### [WHAT IS REQUIRED]
Give every entry again, exactly as it stands.

Stored data entries:

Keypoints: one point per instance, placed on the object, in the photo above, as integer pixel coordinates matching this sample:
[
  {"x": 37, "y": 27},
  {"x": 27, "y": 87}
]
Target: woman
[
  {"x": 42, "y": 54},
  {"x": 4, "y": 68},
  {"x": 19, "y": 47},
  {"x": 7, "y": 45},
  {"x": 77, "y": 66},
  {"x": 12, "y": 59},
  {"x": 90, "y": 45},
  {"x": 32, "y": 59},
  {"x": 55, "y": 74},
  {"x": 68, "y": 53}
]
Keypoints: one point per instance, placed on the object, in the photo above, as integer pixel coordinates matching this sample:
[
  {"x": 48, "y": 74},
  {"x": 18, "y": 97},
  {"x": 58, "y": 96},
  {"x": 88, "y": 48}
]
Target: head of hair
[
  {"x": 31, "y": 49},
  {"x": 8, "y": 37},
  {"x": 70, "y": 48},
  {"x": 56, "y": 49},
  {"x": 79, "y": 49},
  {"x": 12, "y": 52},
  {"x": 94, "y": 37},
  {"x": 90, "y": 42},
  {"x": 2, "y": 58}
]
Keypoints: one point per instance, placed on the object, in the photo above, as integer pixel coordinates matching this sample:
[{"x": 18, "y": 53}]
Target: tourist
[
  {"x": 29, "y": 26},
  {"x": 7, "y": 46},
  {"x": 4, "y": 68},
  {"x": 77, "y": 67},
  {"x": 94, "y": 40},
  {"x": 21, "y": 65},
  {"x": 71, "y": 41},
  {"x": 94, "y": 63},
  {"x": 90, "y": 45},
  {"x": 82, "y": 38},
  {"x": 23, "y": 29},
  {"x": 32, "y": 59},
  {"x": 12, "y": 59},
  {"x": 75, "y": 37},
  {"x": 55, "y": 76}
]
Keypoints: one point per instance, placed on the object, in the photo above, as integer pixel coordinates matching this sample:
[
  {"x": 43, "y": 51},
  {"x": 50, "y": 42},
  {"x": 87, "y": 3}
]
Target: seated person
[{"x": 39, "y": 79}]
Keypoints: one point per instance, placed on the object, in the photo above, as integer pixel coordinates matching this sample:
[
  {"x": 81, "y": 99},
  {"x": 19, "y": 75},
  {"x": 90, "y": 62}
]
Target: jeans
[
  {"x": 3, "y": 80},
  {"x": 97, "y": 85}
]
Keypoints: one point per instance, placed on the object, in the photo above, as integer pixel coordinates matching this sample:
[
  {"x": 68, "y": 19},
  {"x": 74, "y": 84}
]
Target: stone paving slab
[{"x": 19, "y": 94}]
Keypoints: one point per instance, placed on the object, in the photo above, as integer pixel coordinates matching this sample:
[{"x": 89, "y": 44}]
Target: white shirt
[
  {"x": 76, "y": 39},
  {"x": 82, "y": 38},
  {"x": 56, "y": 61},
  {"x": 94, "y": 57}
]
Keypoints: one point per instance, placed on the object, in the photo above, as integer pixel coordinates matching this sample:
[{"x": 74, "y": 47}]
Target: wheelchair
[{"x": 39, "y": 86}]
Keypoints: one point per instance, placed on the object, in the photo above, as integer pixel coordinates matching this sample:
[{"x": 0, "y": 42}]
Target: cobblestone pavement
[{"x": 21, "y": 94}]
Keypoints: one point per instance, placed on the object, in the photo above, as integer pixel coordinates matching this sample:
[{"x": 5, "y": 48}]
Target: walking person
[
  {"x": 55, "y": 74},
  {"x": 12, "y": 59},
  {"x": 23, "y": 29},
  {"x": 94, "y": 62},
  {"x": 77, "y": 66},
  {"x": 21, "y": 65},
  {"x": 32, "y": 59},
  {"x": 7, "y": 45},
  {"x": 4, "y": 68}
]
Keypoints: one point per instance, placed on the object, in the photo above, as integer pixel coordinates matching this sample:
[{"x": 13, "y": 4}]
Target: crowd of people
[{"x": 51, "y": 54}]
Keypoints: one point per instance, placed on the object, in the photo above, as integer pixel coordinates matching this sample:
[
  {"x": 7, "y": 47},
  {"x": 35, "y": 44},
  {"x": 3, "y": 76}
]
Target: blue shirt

### [SOLVED EXERCISE]
Keypoints: one point per instance, placed on the object, in the photo above, as integer pixel coordinates matching this sample:
[
  {"x": 37, "y": 27},
  {"x": 27, "y": 87}
]
Target: woman
[
  {"x": 42, "y": 54},
  {"x": 4, "y": 68},
  {"x": 19, "y": 47},
  {"x": 7, "y": 45},
  {"x": 77, "y": 66},
  {"x": 12, "y": 59},
  {"x": 90, "y": 45},
  {"x": 32, "y": 59},
  {"x": 55, "y": 74},
  {"x": 68, "y": 53}
]
Keypoints: one point per instance, placed on the object, in the photo above, as integer pixel coordinates matching this sample:
[
  {"x": 48, "y": 74},
  {"x": 18, "y": 97},
  {"x": 58, "y": 96},
  {"x": 88, "y": 48}
]
Target: head of hair
[
  {"x": 31, "y": 49},
  {"x": 8, "y": 37},
  {"x": 70, "y": 48},
  {"x": 56, "y": 49},
  {"x": 79, "y": 49},
  {"x": 12, "y": 52},
  {"x": 94, "y": 37},
  {"x": 90, "y": 42},
  {"x": 2, "y": 58}
]
Keypoints: one point per instance, placed on the object, in the photo above, as integer pixel coordinates matching this sample:
[{"x": 18, "y": 53}]
Target: tourist
[
  {"x": 29, "y": 26},
  {"x": 7, "y": 46},
  {"x": 4, "y": 68},
  {"x": 77, "y": 67},
  {"x": 94, "y": 40},
  {"x": 21, "y": 65},
  {"x": 71, "y": 41},
  {"x": 94, "y": 63},
  {"x": 90, "y": 45},
  {"x": 82, "y": 38},
  {"x": 23, "y": 29},
  {"x": 32, "y": 59},
  {"x": 12, "y": 59},
  {"x": 75, "y": 37},
  {"x": 55, "y": 76}
]
Keypoints: one point per instance, placed on the object, in the photo above, as integer pixel coordinates matching this sample:
[
  {"x": 43, "y": 51},
  {"x": 50, "y": 42},
  {"x": 87, "y": 3}
]
Target: seated person
[{"x": 39, "y": 79}]
Keypoints: one point per instance, placed on the object, in the photo above, as integer pixel coordinates matching this sample:
[
  {"x": 81, "y": 99},
  {"x": 19, "y": 75},
  {"x": 90, "y": 62}
]
Target: jeans
[
  {"x": 3, "y": 80},
  {"x": 97, "y": 85}
]
Keypoints: one point per instance, placed on the object, in the photo above, as integer pixel coordinates matching this sample:
[
  {"x": 68, "y": 19},
  {"x": 74, "y": 84}
]
Target: stone paving slab
[{"x": 19, "y": 94}]
Keypoints: one point per instance, placed on the object, in the photo above, as integer pixel coordinates matching this sample:
[{"x": 89, "y": 44}]
Target: white shirt
[
  {"x": 76, "y": 39},
  {"x": 82, "y": 38},
  {"x": 56, "y": 61},
  {"x": 94, "y": 57}
]
Keypoints: one point per instance, placed on the object, in the photo above, as integer pixel coordinates matching this sample:
[{"x": 74, "y": 47}]
Target: wheelchair
[{"x": 39, "y": 86}]
Keypoints: one point per instance, placed on the object, in the photo above, as integer pixel coordinates matching this sample:
[{"x": 0, "y": 42}]
Target: cobblestone pavement
[{"x": 21, "y": 94}]
Keypoints: one point per instance, placed on the object, in the photo above, as integer pixel coordinates matching this sample:
[{"x": 5, "y": 48}]
Target: walking person
[
  {"x": 55, "y": 74},
  {"x": 12, "y": 59},
  {"x": 23, "y": 29},
  {"x": 94, "y": 62},
  {"x": 77, "y": 66},
  {"x": 21, "y": 65},
  {"x": 32, "y": 59},
  {"x": 7, "y": 45},
  {"x": 4, "y": 68}
]
Keypoints: one point per instance, placed on the object, in the photo above, as integer pixel coordinates matching this sample:
[{"x": 13, "y": 4}]
Target: crowd of people
[{"x": 51, "y": 54}]
Keypoints: one point per instance, placed on the object, in the photo above, as integer pixel coordinates matching this sample:
[
  {"x": 7, "y": 47},
  {"x": 35, "y": 44},
  {"x": 3, "y": 76}
]
Target: blue shirt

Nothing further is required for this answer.